§ To do
Can you carry on the news article below about child poisoning cases at KK Women's and Children's Hospital, starting right after its last paragraph?

§ Excerpt to read
Toddlers swallow household stuff such as shampoo simply because they are “ambulant, curious about their surroundings and have not learnt to discriminate between poisons and edible food”, a study found. ST POSED PHOTO: KEVIN LIM

Toddlers shouldn’t be left alone in a room with mothballs. The same could be said of pairing them with detergent, insecticides, pills and silica gel.

Every month, the emergency department of KK Women’s and Children’s Hospital (KKH) sees about 20 children who have been poisoned.

About half need to be admitted for further care, with a few requiring intensive care.

Two in three are toddlers, aged between one and four years, who have swallowed such household stuff, simply because they are “ambulant, curious about their surroundings and have not learnt to discriminate between poisons and edible food”.

Dr Sashikumar Ganapathy, a consultant at KKH, said: “When parents take their child to the hospital, they usually know what the child has taken and had witnessed it either directly, or by finding an empty medicine bottle or packet.”

A study of the 1,208 poisoning cases over a five-year period, involving children aged 16 years and younger who had sought help at KKH, found the vast majority were accidental, and usually involved very young children.

Rows taken from a collection:

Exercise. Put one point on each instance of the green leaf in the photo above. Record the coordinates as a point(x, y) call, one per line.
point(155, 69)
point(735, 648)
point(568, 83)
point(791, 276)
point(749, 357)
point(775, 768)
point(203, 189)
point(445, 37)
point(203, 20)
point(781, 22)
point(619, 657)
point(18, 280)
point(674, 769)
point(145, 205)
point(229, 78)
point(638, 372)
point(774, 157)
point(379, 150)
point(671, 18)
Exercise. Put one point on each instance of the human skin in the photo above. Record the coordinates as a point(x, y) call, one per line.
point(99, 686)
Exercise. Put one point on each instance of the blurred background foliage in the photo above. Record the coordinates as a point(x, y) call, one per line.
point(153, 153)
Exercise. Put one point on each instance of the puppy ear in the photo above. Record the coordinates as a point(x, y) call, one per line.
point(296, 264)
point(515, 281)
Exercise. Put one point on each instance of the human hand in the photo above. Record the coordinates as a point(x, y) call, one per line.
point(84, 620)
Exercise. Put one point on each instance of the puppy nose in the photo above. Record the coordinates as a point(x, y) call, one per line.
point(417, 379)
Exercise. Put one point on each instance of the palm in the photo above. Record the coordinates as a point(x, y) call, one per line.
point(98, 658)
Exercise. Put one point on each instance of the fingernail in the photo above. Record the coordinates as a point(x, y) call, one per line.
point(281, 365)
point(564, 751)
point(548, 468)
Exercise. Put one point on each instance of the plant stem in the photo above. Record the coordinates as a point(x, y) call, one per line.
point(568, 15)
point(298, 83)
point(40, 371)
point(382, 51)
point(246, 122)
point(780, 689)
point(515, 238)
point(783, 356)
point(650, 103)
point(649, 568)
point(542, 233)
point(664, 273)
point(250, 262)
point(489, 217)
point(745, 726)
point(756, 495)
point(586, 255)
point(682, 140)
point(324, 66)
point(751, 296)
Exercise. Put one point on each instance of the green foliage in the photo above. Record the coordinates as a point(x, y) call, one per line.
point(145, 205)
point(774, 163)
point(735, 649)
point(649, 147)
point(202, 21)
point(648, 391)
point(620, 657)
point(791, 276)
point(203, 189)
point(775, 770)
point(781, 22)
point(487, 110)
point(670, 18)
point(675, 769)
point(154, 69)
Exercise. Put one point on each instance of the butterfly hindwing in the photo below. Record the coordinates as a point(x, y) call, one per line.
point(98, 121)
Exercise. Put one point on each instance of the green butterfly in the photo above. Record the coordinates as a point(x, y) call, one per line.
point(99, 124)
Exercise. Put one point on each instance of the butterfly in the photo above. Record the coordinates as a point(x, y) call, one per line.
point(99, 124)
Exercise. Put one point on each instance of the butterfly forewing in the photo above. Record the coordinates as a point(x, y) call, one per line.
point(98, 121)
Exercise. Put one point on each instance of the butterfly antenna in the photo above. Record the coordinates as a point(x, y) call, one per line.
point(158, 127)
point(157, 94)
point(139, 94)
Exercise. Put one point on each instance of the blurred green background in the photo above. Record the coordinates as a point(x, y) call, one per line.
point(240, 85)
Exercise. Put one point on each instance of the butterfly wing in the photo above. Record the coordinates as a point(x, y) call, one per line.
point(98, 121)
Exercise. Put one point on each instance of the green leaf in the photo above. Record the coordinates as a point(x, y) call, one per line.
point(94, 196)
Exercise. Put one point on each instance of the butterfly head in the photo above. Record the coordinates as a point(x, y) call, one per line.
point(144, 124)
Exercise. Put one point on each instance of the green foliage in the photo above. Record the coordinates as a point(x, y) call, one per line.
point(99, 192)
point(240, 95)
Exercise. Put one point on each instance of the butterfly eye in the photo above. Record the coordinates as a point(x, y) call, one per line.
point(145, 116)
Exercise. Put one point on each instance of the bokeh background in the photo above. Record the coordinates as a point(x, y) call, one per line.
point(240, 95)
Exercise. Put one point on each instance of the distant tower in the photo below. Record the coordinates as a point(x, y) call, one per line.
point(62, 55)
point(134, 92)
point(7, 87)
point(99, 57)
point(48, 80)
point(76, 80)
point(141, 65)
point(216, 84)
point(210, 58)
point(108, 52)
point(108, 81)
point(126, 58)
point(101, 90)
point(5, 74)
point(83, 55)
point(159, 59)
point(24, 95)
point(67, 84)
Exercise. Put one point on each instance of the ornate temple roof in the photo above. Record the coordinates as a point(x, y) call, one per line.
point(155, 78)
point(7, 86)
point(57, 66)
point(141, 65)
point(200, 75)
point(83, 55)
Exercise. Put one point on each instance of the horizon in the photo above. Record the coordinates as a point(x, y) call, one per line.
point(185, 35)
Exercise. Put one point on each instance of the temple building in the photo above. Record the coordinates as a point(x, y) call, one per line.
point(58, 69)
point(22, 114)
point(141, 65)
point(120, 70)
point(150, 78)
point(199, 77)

§ Response to the exercise
About half the poisoning cases were related to an overdose of medicine such as paracetamol, while the other half involved eating or drinking common household products such as soap, bleach, dishwashing liquid and shampoo.

The authors of the study said the poisonous stuff the children took “are usually brightly coloured in attractive packaging and easily accessible around the house”. Mothballs and silica gel made up a quarter of the household poisons they took.

In the five years from 2009 to 2013, there were also 128 cases of intentional poisoning, with the majority involving girls aged between 12 and 16 years.

“Slightly more than half of the intentional ingestations were of paracetamol,” said the authors.

The results of their study were published in the current issue of the Singapore Medical Journal.

Dr Ganapathy, who is one of the authors, said: “In the majority of the cases, the parents were alerted to the poisoning after their children complained of abdominal pain and/or vomiting. There were also cases where the children confessed to the poisoning but did not complain of any symptoms.”

All cases of intentional poisoning were warded and referred to the hospital’s medical social workers.

Parents and guardians were also counselled in cases of accidental poisoning, on how to prevent such incidents from recurring. But if doctors suspected parental neglect or a stressful home environment, medical social workers were called in.

Paediatric poisoning makes up 1 per cent of cases seen at the emergency department, though the doctors who conducted the study said the number was likely to be an underestimation.